* **WHAT IS REQUIRED**: Lay out the lines below as a JSON list of strings, with one string for each line and blank lines omitted.

* **Data taken from a collection**:
· · ·

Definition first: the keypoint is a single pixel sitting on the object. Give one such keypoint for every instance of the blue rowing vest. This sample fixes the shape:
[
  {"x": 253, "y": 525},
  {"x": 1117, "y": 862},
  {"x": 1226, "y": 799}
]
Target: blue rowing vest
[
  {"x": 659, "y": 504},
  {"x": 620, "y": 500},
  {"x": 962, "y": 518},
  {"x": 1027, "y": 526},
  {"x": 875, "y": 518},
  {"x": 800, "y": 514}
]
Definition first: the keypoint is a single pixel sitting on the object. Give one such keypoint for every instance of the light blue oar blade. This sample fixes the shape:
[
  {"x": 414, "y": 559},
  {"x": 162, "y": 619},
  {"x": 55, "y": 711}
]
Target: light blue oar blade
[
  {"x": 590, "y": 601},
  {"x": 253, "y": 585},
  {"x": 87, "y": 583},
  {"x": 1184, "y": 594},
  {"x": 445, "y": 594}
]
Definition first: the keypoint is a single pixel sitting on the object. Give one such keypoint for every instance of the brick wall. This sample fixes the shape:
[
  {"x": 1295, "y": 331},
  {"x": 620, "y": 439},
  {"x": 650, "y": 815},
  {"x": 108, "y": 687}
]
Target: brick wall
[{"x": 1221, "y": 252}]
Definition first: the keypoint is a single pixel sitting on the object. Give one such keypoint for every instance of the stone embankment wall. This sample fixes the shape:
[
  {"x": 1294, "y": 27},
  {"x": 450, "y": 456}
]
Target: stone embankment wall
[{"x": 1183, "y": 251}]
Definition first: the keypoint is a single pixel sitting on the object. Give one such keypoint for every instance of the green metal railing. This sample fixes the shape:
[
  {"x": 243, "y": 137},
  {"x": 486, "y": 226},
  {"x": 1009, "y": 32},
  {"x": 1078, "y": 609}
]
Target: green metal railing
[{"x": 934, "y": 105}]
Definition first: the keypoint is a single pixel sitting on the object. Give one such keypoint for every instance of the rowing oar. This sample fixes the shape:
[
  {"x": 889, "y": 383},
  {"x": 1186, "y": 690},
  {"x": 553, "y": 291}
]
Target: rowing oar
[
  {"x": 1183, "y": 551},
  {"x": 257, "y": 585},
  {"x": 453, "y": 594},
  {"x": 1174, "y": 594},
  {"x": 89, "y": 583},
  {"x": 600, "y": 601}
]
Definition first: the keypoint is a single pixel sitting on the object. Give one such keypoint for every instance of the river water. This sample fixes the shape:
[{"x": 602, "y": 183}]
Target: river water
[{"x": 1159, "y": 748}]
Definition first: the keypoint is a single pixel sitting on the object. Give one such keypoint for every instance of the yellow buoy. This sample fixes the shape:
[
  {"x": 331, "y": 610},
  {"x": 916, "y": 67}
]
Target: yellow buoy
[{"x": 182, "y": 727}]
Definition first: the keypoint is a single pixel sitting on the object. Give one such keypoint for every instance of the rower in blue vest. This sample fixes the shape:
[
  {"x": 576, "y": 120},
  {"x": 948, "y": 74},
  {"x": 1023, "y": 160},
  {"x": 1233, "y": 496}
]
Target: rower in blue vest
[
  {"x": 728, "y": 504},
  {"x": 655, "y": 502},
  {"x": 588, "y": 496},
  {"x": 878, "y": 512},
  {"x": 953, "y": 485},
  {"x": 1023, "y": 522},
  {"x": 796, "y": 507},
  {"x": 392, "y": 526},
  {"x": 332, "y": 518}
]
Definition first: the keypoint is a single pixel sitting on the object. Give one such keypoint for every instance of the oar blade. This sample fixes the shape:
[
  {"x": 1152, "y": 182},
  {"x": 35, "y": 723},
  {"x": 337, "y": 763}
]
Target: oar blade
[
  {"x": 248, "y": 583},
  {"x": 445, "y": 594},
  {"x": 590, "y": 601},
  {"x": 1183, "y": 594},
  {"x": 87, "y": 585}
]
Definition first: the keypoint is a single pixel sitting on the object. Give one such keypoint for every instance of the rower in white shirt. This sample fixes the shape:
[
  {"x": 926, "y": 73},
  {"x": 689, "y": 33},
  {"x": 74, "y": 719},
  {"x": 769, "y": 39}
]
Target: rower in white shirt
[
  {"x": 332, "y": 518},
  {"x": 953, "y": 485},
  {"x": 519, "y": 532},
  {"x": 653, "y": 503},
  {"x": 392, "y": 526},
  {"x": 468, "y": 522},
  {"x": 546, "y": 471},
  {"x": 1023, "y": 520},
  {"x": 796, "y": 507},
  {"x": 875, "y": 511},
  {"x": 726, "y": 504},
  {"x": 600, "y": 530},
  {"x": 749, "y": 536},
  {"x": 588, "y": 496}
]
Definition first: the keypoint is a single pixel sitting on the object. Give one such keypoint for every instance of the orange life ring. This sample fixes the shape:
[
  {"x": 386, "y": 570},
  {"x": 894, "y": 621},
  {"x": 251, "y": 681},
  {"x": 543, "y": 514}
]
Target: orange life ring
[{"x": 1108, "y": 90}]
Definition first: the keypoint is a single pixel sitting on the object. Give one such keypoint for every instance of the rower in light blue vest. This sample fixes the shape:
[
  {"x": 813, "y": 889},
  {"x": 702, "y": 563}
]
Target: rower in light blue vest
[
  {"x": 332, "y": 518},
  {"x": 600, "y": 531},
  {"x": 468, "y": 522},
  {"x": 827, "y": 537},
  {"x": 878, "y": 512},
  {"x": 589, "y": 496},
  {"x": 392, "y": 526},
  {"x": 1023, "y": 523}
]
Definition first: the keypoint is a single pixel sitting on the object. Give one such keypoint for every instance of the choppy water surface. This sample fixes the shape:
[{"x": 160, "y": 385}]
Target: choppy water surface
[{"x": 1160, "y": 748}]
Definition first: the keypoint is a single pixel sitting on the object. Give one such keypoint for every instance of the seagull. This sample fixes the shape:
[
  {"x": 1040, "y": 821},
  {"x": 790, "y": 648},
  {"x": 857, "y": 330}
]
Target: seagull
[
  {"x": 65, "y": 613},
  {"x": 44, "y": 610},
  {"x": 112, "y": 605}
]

· · ·

* **RIGHT ANSWER**:
[
  "Definition first: the keypoint is a single pixel sitting on the object. Give one such keypoint for every instance of the blue rowing vest. This sample fixes the shape:",
  "[",
  "  {\"x\": 253, \"y\": 525},",
  "  {\"x\": 1117, \"y\": 862},",
  "  {\"x\": 1226, \"y\": 799}",
  "]",
  "Target: blue rowing vest",
  "[",
  "  {\"x\": 659, \"y\": 504},",
  "  {\"x\": 620, \"y\": 500},",
  "  {\"x\": 962, \"y\": 518},",
  "  {\"x\": 1027, \"y\": 526},",
  "  {\"x\": 875, \"y\": 518},",
  "  {\"x\": 800, \"y\": 514}",
  "]",
  "Definition first: the keypoint is a single pixel sitting on the object. Give one such keypoint for every instance of the light blue oar blade. This sample fixes the shape:",
  "[",
  "  {\"x\": 414, \"y\": 559},",
  "  {\"x\": 162, \"y\": 619},",
  "  {\"x\": 55, \"y\": 711}",
  "]",
  "Target: light blue oar blade",
  "[",
  "  {\"x\": 590, \"y\": 601},",
  "  {\"x\": 253, \"y\": 585},",
  "  {\"x\": 87, \"y\": 583},",
  "  {\"x\": 1184, \"y\": 594},",
  "  {\"x\": 445, \"y\": 594}",
  "]",
  "Definition first: the keypoint is a single pixel sitting on the object. Give one such keypoint for every instance of the brick wall. This sample fixes the shape:",
  "[",
  "  {\"x\": 1295, \"y\": 331},",
  "  {\"x\": 620, \"y\": 439},",
  "  {\"x\": 650, \"y\": 815},",
  "  {\"x\": 108, \"y\": 687}",
  "]",
  "Target: brick wall",
  "[{\"x\": 1221, \"y\": 252}]",
  "Definition first: the keypoint is a single pixel sitting on the object. Give one such keypoint for every instance of the stone embankment wall. This sample fixes the shape:",
  "[",
  "  {\"x\": 1294, \"y\": 27},",
  "  {\"x\": 450, \"y\": 456}",
  "]",
  "Target: stone embankment wall",
  "[{\"x\": 1183, \"y\": 251}]",
  "Definition first: the keypoint is a single pixel sitting on the object. Give one such keypoint for every instance of the green metal railing. This sample fixes the shape:",
  "[",
  "  {\"x\": 243, \"y\": 137},",
  "  {\"x\": 486, \"y\": 226},",
  "  {\"x\": 1009, \"y\": 32},",
  "  {\"x\": 1078, \"y\": 609}",
  "]",
  "Target: green metal railing",
  "[{\"x\": 934, \"y\": 105}]",
  "Definition first: the keypoint is a single pixel sitting on the object. Give one such keypoint for every instance of the rowing oar. This sample fixes the shape:",
  "[",
  "  {\"x\": 889, \"y\": 383},",
  "  {\"x\": 1186, \"y\": 690},",
  "  {\"x\": 553, \"y\": 291}",
  "]",
  "Target: rowing oar",
  "[",
  "  {\"x\": 1183, \"y\": 551},",
  "  {\"x\": 257, \"y\": 585},",
  "  {\"x\": 453, \"y\": 594},",
  "  {\"x\": 1174, \"y\": 594},",
  "  {\"x\": 89, \"y\": 583},",
  "  {\"x\": 600, \"y\": 601}",
  "]",
  "Definition first: the keypoint is a single pixel sitting on the object. Give one such keypoint for every instance of the river water. This sample fixes the shape:",
  "[{\"x\": 602, \"y\": 183}]",
  "Target: river water",
  "[{\"x\": 1159, \"y\": 748}]",
  "Definition first: the keypoint is a single pixel sitting on the object. Give one such keypoint for every instance of the yellow buoy. This sample fixes the shape:",
  "[",
  "  {\"x\": 331, \"y\": 610},",
  "  {\"x\": 916, \"y\": 67}",
  "]",
  "Target: yellow buoy",
  "[{\"x\": 182, \"y\": 727}]",
  "Definition first: the keypoint is a single pixel sitting on the object. Give one such keypoint for every instance of the rower in blue vest. This sample fixes the shape:",
  "[",
  "  {\"x\": 576, \"y\": 120},",
  "  {\"x\": 948, \"y\": 74},",
  "  {\"x\": 1023, \"y\": 160},",
  "  {\"x\": 1233, \"y\": 496}",
  "]",
  "Target: rower in blue vest",
  "[",
  "  {\"x\": 728, \"y\": 504},",
  "  {\"x\": 655, \"y\": 502},",
  "  {\"x\": 588, \"y\": 496},",
  "  {\"x\": 878, \"y\": 512},",
  "  {\"x\": 953, \"y\": 485},",
  "  {\"x\": 1023, \"y\": 522},",
  "  {\"x\": 796, \"y\": 507},",
  "  {\"x\": 392, \"y\": 526},",
  "  {\"x\": 332, \"y\": 518}",
  "]",
  "Definition first: the keypoint is a single pixel sitting on the object. Give one such keypoint for every instance of the oar blade. This sample fixes the shape:",
  "[",
  "  {\"x\": 1152, \"y\": 182},",
  "  {\"x\": 35, \"y\": 723},",
  "  {\"x\": 337, \"y\": 763}",
  "]",
  "Target: oar blade",
  "[",
  "  {\"x\": 248, \"y\": 583},",
  "  {\"x\": 445, \"y\": 594},",
  "  {\"x\": 590, \"y\": 601},",
  "  {\"x\": 1183, \"y\": 594},",
  "  {\"x\": 87, \"y\": 585}",
  "]",
  "Definition first: the keypoint is a single pixel sitting on the object. Give one such keypoint for every instance of the rower in white shirt. This sample fixes the shape:",
  "[",
  "  {\"x\": 926, \"y\": 73},",
  "  {\"x\": 689, \"y\": 33},",
  "  {\"x\": 74, \"y\": 719},",
  "  {\"x\": 769, \"y\": 39}",
  "]",
  "Target: rower in white shirt",
  "[",
  "  {\"x\": 332, \"y\": 518},",
  "  {\"x\": 953, \"y\": 485},",
  "  {\"x\": 519, \"y\": 532},",
  "  {\"x\": 653, \"y\": 503},",
  "  {\"x\": 392, \"y\": 526},",
  "  {\"x\": 468, \"y\": 522},",
  "  {\"x\": 546, \"y\": 471},",
  "  {\"x\": 1023, \"y\": 520},",
  "  {\"x\": 796, \"y\": 507},",
  "  {\"x\": 875, \"y\": 511},",
  "  {\"x\": 726, \"y\": 504},",
  "  {\"x\": 600, \"y\": 530},",
  "  {\"x\": 749, \"y\": 536},",
  "  {\"x\": 588, \"y\": 496}",
  "]",
  "Definition first: the keypoint is a single pixel sitting on the object. Give one such keypoint for every instance of the orange life ring. This sample fixes the shape:",
  "[",
  "  {\"x\": 386, \"y\": 570},",
  "  {\"x\": 894, \"y\": 621},",
  "  {\"x\": 251, \"y\": 681},",
  "  {\"x\": 543, \"y\": 514}",
  "]",
  "Target: orange life ring",
  "[{\"x\": 1108, \"y\": 90}]",
  "Definition first: the keypoint is a single pixel sitting on the object. Give one such keypoint for every instance of the rower in light blue vest. This sample fixes the shape:",
  "[",
  "  {\"x\": 813, \"y\": 889},",
  "  {\"x\": 702, \"y\": 563}",
  "]",
  "Target: rower in light blue vest",
  "[",
  "  {\"x\": 332, \"y\": 518},",
  "  {\"x\": 600, \"y\": 531},",
  "  {\"x\": 468, \"y\": 522},",
  "  {\"x\": 827, \"y\": 537},",
  "  {\"x\": 878, \"y\": 512},",
  "  {\"x\": 589, \"y\": 496},",
  "  {\"x\": 392, \"y\": 526},",
  "  {\"x\": 1023, \"y\": 523}",
  "]",
  "Definition first: the keypoint is a single pixel sitting on the object. Give one such keypoint for every instance of the choppy water surface. This sample fixes the shape:",
  "[{\"x\": 160, \"y\": 385}]",
  "Target: choppy water surface",
  "[{\"x\": 1160, \"y\": 748}]",
  "Definition first: the keypoint is a single pixel sitting on the object. Give one such keypoint for every instance of the seagull. This sample fixes the shape:",
  "[",
  "  {\"x\": 1040, \"y\": 821},",
  "  {\"x\": 790, \"y\": 648},",
  "  {\"x\": 857, \"y\": 330}",
  "]",
  "Target: seagull",
  "[",
  "  {\"x\": 65, \"y\": 613},",
  "  {\"x\": 44, \"y\": 610},",
  "  {\"x\": 112, \"y\": 605}",
  "]"
]